** THE TASK **
Pull out each line below that contains the word "bark" and copy it in full.

━━━━━ STORED DATA ━━━━━

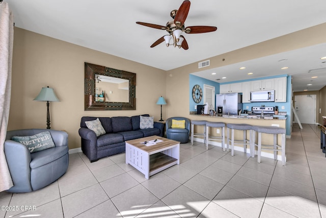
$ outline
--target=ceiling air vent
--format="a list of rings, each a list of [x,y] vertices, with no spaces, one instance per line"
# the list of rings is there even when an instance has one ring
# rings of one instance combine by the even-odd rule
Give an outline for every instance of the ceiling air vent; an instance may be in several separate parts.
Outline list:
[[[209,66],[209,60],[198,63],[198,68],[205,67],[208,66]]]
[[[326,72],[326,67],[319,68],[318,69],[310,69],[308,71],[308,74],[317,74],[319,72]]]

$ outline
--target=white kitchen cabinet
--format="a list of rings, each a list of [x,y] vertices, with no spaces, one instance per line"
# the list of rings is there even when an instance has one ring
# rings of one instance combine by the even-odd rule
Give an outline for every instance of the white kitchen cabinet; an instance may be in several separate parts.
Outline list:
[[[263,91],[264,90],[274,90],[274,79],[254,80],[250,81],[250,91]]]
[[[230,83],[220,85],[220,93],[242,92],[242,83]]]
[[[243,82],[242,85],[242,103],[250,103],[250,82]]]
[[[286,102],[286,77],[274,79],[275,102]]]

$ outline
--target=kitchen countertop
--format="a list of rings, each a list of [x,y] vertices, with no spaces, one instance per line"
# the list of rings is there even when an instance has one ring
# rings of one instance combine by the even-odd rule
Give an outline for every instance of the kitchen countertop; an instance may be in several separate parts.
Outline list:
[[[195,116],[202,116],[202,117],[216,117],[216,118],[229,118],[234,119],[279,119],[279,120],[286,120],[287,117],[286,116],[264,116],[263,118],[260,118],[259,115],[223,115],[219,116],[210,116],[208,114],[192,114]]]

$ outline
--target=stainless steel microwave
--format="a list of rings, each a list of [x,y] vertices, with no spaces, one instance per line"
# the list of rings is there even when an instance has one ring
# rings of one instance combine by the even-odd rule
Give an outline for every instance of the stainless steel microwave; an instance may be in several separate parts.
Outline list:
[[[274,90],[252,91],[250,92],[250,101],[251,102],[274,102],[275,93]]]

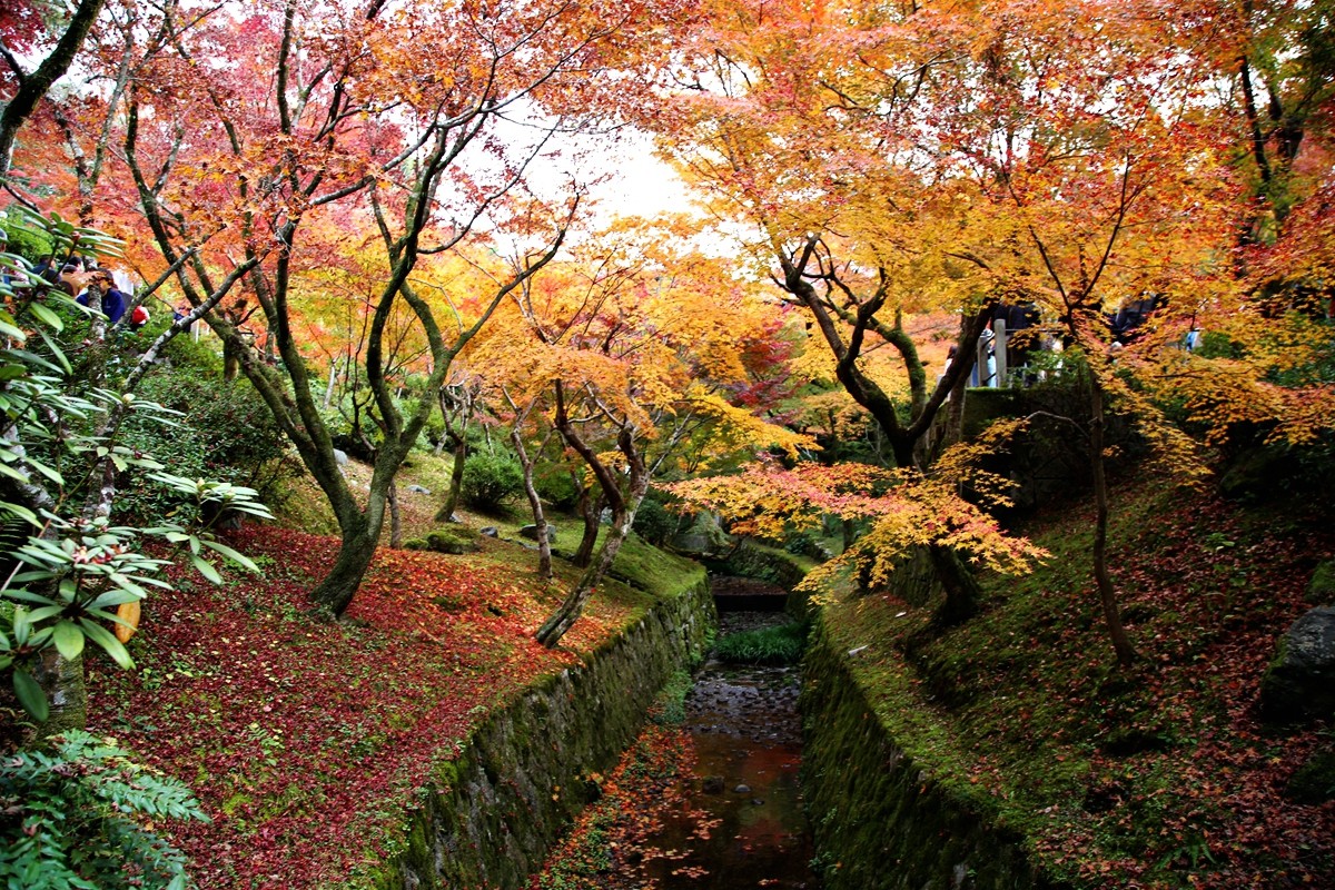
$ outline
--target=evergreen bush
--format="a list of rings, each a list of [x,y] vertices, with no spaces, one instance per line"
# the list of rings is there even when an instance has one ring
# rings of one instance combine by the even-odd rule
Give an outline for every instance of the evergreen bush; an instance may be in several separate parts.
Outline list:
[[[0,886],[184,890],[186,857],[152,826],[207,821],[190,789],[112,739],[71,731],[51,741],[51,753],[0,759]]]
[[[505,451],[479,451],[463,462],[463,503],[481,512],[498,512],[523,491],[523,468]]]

━━━━━
━━━━━ STORED DATA ━━━━━

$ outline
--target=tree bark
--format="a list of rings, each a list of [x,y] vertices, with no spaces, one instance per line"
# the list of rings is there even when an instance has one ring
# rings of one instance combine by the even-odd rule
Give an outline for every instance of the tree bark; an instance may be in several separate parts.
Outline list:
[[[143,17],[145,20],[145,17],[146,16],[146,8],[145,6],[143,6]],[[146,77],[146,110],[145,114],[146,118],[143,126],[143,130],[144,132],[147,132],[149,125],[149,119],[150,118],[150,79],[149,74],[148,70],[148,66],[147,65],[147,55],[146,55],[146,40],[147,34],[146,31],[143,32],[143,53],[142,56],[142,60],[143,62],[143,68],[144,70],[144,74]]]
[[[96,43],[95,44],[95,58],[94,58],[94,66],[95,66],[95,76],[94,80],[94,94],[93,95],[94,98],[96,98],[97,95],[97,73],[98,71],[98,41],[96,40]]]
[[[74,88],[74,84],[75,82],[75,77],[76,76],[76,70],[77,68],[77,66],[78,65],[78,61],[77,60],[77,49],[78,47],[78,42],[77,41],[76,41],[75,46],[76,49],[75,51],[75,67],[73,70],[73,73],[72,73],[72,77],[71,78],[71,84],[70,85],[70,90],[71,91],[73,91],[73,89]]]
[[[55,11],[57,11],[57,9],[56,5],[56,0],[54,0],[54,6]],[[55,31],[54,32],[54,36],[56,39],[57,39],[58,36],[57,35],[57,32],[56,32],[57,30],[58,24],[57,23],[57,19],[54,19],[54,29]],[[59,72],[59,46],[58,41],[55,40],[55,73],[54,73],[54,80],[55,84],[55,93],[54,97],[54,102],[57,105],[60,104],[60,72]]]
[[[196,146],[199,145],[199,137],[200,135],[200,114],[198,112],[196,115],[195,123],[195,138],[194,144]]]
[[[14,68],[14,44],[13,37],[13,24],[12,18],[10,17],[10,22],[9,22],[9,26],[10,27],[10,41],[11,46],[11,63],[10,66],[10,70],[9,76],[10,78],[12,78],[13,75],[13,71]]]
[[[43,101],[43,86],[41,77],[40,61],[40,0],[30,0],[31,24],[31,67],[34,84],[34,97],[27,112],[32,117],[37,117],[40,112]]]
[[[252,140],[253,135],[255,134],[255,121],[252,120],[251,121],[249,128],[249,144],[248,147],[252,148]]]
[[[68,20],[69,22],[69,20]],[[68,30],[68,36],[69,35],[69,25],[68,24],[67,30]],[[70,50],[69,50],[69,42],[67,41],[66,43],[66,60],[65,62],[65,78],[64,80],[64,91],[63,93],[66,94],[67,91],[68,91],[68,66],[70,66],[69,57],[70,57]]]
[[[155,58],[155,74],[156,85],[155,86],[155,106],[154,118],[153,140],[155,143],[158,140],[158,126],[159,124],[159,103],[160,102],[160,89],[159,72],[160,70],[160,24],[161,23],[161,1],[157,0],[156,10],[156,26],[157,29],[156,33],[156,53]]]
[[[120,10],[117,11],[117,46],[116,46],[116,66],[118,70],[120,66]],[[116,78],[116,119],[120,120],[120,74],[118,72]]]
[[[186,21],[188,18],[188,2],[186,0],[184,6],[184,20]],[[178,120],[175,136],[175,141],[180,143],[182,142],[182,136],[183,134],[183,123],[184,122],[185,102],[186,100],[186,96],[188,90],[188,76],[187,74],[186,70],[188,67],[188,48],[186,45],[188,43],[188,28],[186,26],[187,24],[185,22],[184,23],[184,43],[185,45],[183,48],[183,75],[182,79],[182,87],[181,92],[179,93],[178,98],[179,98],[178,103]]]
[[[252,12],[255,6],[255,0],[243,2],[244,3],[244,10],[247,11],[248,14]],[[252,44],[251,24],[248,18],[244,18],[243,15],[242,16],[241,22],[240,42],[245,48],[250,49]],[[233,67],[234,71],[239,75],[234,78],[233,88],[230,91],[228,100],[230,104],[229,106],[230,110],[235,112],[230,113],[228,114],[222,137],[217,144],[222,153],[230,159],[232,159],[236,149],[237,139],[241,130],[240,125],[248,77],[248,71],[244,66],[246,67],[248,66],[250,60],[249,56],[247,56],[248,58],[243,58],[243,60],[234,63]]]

━━━━━

** COMPLETE RESPONSE **
--target=tree bark
Give an outline for every instance of the tree bark; an instance may be in several separate parts.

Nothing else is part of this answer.